JOB:
Give back exactly the lines that run from the line containing "Q. Point out the woman's shoulder" through the end of the listing below. Leave out every other line.

DATA EXCERPTS:

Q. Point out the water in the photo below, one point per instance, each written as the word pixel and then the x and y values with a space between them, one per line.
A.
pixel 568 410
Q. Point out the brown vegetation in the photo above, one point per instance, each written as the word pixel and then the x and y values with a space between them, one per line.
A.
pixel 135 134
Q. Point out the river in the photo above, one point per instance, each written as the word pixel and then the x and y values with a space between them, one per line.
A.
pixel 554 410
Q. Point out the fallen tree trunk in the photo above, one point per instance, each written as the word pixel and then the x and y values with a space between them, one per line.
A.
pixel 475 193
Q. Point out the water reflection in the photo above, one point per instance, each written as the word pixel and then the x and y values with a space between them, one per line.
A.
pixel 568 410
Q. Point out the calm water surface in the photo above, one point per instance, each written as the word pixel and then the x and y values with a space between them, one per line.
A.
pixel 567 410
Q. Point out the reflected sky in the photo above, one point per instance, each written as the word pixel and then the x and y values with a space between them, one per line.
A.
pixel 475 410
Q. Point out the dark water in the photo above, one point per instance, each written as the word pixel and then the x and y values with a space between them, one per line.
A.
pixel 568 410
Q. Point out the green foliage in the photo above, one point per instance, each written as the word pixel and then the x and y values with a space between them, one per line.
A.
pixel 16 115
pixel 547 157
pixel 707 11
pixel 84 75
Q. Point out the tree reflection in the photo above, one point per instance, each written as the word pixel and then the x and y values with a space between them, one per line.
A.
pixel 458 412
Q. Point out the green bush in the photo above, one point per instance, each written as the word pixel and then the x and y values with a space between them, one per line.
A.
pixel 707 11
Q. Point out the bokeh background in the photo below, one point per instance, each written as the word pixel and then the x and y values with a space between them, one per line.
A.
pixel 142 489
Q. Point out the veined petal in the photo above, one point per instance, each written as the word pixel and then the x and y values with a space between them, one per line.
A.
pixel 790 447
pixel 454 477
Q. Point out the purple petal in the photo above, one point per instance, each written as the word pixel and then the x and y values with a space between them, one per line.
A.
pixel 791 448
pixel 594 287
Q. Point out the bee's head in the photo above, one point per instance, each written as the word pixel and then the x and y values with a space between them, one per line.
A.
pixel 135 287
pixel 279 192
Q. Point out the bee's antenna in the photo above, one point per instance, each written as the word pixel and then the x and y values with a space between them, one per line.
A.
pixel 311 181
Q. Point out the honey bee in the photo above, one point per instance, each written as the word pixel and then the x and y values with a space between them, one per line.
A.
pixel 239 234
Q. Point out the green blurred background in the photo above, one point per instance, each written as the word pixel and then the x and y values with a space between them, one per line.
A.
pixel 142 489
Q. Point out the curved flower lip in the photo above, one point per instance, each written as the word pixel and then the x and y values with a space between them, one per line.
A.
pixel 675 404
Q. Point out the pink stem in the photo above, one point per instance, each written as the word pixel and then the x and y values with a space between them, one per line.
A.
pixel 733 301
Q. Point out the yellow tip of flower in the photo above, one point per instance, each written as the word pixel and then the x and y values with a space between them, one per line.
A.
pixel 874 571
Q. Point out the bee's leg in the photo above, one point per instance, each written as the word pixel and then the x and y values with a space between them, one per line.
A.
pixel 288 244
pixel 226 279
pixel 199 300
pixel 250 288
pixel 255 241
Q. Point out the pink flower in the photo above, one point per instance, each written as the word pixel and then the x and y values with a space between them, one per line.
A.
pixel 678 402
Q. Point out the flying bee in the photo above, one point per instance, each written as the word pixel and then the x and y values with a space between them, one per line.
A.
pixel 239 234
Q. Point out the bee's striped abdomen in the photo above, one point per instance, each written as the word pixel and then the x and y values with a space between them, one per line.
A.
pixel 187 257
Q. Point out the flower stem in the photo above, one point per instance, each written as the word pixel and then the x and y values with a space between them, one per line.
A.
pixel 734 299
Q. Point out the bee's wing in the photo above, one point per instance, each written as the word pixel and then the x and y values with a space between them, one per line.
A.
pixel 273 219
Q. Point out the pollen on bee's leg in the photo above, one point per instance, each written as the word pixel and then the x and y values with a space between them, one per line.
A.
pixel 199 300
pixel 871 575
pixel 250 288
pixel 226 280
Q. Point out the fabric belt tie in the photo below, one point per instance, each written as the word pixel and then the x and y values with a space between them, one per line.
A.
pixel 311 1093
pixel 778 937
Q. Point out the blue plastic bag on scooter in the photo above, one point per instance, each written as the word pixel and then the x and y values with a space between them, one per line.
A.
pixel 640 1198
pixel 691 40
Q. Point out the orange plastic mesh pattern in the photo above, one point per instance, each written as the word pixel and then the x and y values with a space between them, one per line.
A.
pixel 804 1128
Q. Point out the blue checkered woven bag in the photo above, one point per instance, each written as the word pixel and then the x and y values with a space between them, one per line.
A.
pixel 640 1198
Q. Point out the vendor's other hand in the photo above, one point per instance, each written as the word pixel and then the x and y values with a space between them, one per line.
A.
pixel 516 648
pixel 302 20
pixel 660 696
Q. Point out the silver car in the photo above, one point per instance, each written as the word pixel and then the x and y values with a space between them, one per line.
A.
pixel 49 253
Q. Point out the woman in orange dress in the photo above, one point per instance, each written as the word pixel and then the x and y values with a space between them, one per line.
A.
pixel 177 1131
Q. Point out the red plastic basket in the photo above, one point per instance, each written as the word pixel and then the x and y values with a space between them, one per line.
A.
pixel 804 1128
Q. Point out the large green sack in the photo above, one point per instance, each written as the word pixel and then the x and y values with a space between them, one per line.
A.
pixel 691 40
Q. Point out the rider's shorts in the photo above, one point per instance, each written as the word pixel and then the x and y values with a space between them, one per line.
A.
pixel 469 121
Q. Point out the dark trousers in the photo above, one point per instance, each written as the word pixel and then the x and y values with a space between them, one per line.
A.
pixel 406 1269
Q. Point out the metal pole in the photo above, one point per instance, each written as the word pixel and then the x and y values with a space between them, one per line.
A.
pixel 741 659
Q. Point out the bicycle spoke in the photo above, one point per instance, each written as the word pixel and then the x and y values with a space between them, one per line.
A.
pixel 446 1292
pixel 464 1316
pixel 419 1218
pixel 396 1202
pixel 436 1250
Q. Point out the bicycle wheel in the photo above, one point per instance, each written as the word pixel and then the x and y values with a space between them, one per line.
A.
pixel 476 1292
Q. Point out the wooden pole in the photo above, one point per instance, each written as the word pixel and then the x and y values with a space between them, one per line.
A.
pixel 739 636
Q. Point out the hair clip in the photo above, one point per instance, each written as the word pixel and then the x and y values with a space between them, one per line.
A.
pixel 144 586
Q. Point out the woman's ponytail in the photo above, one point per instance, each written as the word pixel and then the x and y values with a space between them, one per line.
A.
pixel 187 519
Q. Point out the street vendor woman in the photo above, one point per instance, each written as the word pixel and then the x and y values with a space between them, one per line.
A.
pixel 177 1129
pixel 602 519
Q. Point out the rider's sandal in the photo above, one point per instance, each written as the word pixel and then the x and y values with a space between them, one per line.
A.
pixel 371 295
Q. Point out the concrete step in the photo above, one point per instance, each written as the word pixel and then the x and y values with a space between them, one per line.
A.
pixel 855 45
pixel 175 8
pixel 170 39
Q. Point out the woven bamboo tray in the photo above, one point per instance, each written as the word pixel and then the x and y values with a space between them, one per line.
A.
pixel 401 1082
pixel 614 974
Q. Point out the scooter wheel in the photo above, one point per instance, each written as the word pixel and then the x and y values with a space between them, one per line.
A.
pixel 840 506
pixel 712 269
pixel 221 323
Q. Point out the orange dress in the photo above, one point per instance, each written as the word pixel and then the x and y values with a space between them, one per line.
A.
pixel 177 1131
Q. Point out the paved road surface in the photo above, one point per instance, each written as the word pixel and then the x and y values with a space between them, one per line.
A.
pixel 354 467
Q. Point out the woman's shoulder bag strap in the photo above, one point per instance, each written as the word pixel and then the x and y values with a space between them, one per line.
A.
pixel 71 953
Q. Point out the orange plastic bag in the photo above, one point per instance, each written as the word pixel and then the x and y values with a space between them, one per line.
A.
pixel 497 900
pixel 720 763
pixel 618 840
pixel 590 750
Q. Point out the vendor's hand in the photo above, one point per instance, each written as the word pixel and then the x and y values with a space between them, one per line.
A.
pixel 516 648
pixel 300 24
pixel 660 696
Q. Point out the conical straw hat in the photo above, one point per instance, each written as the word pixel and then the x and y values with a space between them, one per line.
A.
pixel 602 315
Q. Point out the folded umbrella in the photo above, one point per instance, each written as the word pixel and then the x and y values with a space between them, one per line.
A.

CORRECT RESULT:
Q. Point out the woman's shoulder bag strap in the photo above, one point per instance, each written as the word pixel and then the x and y values with a space between them, one per line.
A.
pixel 71 953
Q. Point out the orange plastic bag in the photo above, one point per instance, each written as the word pixel and then the x and y values with a space between them, one per line.
A.
pixel 497 900
pixel 720 763
pixel 618 840
pixel 590 750
Q. Point out the vendor's hand in the photo above, one point per instance, each written as the word pixel and then the x and y values with a space between them, one per line.
A.
pixel 516 648
pixel 300 24
pixel 660 696
Q. Point out the conical straw hat in the photo above, one point per instance, each written as the word pixel and then the x and y values with a space between them, one per line.
A.
pixel 602 315
Q. Point out the folded umbrella in the photo above, one point per instance, each written as the word pixel and then the x and y values with a space between them, one per line.
A.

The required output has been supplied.